Tarefa a realizar: Prossiga com o texto sobre tecnologias de precisão na pecuária leiteira, começando logo após a última frase apresentada.

____ Bloco de texto

Tecnologias de precisão

As tecnologias de precisão asseguram o bem-estar do animal, beneficiam o produtor e agradam o consumidor. Entenda como essas inovações favorecem toda a cadeia de produção leiteira.

Tecnologias de precisão

Tecnologias de precisão estão cada vez mais comuns nas fazendas leiteiras do mundo, incluindo as brasileiras. Opções comerciais e que estão em desenvolvimento agregam novas possibilidades para o manejo dos animais e controle da fazenda. Tecnologias de precisão, como colares, pedômetros, brincos eletrônicos, alimentadores automáticos, bolus ruminais e câmeras coletam informações 24 horas por dia, sete dias por semana, de cada animal da fazenda. A adoção de tecnologias, assim como o manejo dos dados gerados por elas, busca otimizar a rotina da operação e o desempenho econômico, ambiental e social da atividade leiteira e, por consequência, aprimorar a qualidade do produto comercializado e controlar os recursos da propriedade, além de impactar positivamente o bem-estar das vacas e bezerros. 

Para manter a sustentabilidade da produção animal, a aceitação do público consumidor é fundamental. Iniciativas da indústria alimentícia com foco nas boas práticas de manejo e administração que promovem o bem-estar animal e a sustentabilidade do negócio têm ganhado força na cadeia leiteira. Por exemplo, nos Estados Unidos há o F.A.R.M. (Farmers Assuring Responsible Management – ‘Produtores que garantem gestão responsável’) e, no Canadá, o proAction (‘proAção’), com o objetivo de promover melhorias contínuas nos cuidados com os animais.

________
____ Dados para análise

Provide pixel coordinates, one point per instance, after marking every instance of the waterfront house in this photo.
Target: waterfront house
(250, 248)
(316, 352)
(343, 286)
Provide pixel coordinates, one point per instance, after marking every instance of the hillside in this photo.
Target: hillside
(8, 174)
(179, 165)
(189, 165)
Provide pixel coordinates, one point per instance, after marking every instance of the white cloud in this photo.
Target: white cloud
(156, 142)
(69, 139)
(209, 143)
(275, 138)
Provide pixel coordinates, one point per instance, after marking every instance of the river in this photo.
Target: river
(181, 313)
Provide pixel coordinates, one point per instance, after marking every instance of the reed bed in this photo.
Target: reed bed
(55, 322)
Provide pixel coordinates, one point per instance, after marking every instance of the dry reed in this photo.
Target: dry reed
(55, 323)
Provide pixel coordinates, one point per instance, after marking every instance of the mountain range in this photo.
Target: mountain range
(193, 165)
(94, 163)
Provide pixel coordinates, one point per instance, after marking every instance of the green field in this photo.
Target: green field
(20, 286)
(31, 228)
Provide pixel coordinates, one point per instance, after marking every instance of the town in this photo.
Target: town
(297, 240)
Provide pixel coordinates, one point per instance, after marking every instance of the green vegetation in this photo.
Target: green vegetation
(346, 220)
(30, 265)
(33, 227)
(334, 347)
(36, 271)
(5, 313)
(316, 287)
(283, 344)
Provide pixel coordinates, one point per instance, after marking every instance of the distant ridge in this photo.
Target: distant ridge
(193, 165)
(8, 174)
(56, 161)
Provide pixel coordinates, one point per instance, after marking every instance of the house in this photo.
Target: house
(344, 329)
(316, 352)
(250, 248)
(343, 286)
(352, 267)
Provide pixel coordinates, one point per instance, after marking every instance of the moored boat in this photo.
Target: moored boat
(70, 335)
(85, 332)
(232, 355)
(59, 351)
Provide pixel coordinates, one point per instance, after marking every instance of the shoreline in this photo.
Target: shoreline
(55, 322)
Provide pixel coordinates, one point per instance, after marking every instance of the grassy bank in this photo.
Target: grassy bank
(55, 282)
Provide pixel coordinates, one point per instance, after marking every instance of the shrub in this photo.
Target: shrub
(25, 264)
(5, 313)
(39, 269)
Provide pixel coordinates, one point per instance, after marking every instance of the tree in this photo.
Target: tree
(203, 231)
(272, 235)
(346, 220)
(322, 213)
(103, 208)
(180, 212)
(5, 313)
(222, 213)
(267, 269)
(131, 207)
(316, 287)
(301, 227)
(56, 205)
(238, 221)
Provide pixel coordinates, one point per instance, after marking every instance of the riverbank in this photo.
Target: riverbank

________

Resultado da tarefa:
Esses programas incluem visitas de técnicos que avaliam fatores relacionados aos animais (escores de condição corporal e de locomoção, incidência de doenças, entre outros), ao ambiente (dimensionamento das instalações e ferramentas de aclimatação) e ao manejo (uso de antibióticos, instalações adequadas, métodos de controle de dor e de eutanásia dos animais e qualidade de dados). Tais medidas são fundamentais não só para melhorar o manejo dentro da propriedade, como também mostrar, de forma clara e objetiva ao público, que a indústria alimentícia deseja promover maior confiança entre o consumidor e o produtor. 

Quando pensamos na cadeia do leite, o que vemos no cenário atual é a redução no números de fazendas, o aumento do tamanho dos rebanhos e o maior foco em eficiência produtiva. Os desafios para atingir a produção sustentável – e que se mantenha no mercado – são diversos, e incluem manejos específicos que impactam a rentabilidade e a sustentabilidade da fazenda de leite. Monitoramento da nutrição, identificação de cio e de animais doentes são alguns desafios diários dos produtores de leite. Porém, por meio do uso de tecnologias de precisão, é possível traduzir ao produtor os status fisiológico, nutricional e comportamental dos animais, bem como facilitar a tomada de decisão na propriedade. 


INFORMAÇÃO É PRECAUÇÃO

Quando falamos em bem-estar animal e desempenho de bezerras leiteiras, um dos desafios enfrentados pelos produtores é a alta incidência de doenças. Com essa adversidade em vista, tecnologias de precisão, como alimentadores automáticos de leite e medidores de atividade (pedômetros, brincos eletrônicos e colares) são opções já adotadas por produtores que buscam otimizar a identificação dos animais que representam maior vulnerabilidade no rebanho.

  Foto 1. Bezerra em alimentador de leite automático instalado na Universidade de Kentucky

Os alimentadores automáticos, além de servirem leite (alguns modelos também disponibilizam concentrado), são capazes de identificar os indivíduos por meio de brincos dotados de radiofrequência e medir o consumo de leite a cada visita, ao longo do dia. Já os pedômetros podem mensurar a atividade e o tempo em que as bezerras permanecem deitadas, em pé, ativas ou inativas. Assim, a avaliação dos dados coletados pelo alimentador automático e pelos medidores de atividade permitem a realização de manejos específicos, o monitoramento e a intervenção nutricional dos indivíduos, bem como a identificação precoce dos doentes e o acompanhamento da eficácia dos tratamentos com antibióticos.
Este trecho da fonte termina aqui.